# [GIVEN PASSAGE]
Robert Leroy "Roy" Cochran (January 28, 1886 – February 23, 1963) was an American Democratic politician and the 24th Governor of Nebraska.

Cochran was born in Avoca, Nebraska and began his education in a sod school house. After graduating from Brady High school, he worked his way through and received a civil engineering degree from the University of Nebraska in 1910. First working for the County Surveyor, he was hired as a surveyor by the Atchison, Topeka, and Santa Fe Railroad. In 1912 he was elected County Surveyor and served in that position until 1916. During World War I, he served two years in the Army Artillery Corps and was discharged with the rank of captain in 1919. He was married to Aileen Gant on March 15, 1919, and the couple had two children, Robert Leroy Jr and Mary Aileen.

Career
Cochran ran for governor of Nebraska and won in 1934, defeating the Republican candidate, Dwight Griswold, by 17,388 votes (50,8% to 47.7%). He was re-elected in 1936, again defeating Griswold, this time by 55.9% to 43.1%. In 1938 he was elected for a third term as governor, defeating the Republican candidate, Charles J. Warner, by 44% to 40.6%; a third candidate, Charles W. Bryan, received 15.4% of the vote. This made him the first governor to serve three consecutive terms. In 1940 he ran unsuccessfully for Nebraska senator, unseating incumbent Edward R. Burke in the Democratic primary, but losing the general election to Hugh Butler by 57% to 41.5%.

# [WORK INSTRUCTIONS]
**1.** According to the passage on Roy Cochran, in what year did he receive his civil engineering degree from the University of Nebraska?
**2.** List every person the passage on Roy Cochran names as a candidate who ran against him in an election.
The data that follows isn't needed for anything here.

# [GIVEN DATA]
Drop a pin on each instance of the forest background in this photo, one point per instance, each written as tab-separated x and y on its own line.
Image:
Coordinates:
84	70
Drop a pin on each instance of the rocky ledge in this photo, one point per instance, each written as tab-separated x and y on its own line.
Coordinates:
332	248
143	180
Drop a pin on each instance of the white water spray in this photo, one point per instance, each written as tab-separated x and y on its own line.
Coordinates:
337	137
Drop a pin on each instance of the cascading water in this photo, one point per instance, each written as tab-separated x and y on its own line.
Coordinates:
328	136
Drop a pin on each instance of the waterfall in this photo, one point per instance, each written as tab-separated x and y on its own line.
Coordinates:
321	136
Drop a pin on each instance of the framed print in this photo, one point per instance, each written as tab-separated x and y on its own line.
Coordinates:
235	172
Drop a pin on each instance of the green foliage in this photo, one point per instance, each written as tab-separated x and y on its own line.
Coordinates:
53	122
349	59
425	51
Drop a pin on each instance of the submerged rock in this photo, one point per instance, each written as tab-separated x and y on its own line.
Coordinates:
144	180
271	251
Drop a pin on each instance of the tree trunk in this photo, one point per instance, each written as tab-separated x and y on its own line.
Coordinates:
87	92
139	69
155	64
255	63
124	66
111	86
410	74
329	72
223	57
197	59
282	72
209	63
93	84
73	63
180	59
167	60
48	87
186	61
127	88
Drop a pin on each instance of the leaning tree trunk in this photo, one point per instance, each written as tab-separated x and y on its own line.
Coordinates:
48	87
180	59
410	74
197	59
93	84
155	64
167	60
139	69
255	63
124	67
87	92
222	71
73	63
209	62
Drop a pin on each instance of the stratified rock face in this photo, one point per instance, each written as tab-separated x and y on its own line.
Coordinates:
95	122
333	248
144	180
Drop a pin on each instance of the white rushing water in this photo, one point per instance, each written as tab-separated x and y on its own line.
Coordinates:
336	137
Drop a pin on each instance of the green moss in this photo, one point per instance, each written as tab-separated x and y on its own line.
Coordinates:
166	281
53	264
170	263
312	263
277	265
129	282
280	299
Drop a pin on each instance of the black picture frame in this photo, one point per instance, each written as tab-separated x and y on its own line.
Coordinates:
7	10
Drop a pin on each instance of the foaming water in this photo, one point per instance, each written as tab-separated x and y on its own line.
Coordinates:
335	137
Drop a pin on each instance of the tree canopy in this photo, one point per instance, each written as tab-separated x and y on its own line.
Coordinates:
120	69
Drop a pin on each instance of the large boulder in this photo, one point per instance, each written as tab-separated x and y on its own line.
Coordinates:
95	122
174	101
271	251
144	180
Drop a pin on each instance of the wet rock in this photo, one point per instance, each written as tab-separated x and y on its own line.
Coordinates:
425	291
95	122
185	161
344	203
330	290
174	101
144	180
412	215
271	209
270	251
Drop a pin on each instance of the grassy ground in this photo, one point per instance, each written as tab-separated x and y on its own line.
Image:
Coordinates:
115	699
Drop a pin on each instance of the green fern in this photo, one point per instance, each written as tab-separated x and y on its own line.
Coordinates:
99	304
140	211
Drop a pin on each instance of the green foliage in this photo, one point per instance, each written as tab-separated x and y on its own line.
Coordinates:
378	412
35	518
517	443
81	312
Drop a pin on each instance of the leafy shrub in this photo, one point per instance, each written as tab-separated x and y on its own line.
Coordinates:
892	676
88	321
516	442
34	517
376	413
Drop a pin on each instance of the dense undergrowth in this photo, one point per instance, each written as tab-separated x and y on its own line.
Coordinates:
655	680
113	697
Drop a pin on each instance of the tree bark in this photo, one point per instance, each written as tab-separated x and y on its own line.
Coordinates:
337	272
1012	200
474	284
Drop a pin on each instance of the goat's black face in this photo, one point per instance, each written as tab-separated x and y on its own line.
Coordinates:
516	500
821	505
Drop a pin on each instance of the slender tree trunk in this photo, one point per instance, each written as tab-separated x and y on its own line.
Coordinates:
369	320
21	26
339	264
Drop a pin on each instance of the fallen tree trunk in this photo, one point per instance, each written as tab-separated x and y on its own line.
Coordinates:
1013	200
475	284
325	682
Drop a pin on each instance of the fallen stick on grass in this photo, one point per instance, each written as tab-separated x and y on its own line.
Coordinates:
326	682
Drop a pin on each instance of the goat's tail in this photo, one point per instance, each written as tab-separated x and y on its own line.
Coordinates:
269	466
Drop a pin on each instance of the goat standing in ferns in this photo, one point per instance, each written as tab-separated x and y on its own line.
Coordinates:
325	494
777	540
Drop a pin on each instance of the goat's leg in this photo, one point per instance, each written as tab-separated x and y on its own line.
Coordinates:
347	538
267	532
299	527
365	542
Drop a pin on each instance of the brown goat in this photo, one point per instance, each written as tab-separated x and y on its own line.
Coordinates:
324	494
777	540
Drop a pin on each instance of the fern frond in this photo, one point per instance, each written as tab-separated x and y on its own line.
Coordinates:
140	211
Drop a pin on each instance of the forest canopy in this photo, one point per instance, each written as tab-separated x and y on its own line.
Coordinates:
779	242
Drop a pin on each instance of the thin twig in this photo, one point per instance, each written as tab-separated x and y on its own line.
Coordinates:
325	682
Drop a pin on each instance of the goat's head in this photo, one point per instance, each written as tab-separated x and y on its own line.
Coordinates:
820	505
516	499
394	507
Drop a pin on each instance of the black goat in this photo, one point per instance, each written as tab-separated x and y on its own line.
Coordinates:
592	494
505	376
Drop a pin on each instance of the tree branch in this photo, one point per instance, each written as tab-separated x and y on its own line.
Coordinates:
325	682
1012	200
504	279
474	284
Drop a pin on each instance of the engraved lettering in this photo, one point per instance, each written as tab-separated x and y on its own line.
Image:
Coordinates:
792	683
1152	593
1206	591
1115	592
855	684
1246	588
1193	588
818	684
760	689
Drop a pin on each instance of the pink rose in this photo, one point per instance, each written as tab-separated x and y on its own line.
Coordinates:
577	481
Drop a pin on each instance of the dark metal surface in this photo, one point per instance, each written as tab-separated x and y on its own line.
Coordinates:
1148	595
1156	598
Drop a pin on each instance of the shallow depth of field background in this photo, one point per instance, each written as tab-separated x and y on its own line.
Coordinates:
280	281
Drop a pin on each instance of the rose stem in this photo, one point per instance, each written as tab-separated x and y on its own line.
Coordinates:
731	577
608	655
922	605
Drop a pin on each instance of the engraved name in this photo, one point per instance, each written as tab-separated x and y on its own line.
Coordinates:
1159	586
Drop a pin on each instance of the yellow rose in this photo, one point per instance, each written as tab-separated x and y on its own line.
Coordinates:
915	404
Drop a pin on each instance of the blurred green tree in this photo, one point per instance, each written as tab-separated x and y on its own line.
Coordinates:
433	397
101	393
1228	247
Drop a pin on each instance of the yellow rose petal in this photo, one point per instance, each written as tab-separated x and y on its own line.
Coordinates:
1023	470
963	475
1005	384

# [SOLUTIONS TO THE PROBLEMS]
**1.** 1910

**2.** Dwight Griswold, Charles J. Warner, Charles W. Bryan, Edward R. Burke, Hugh Butler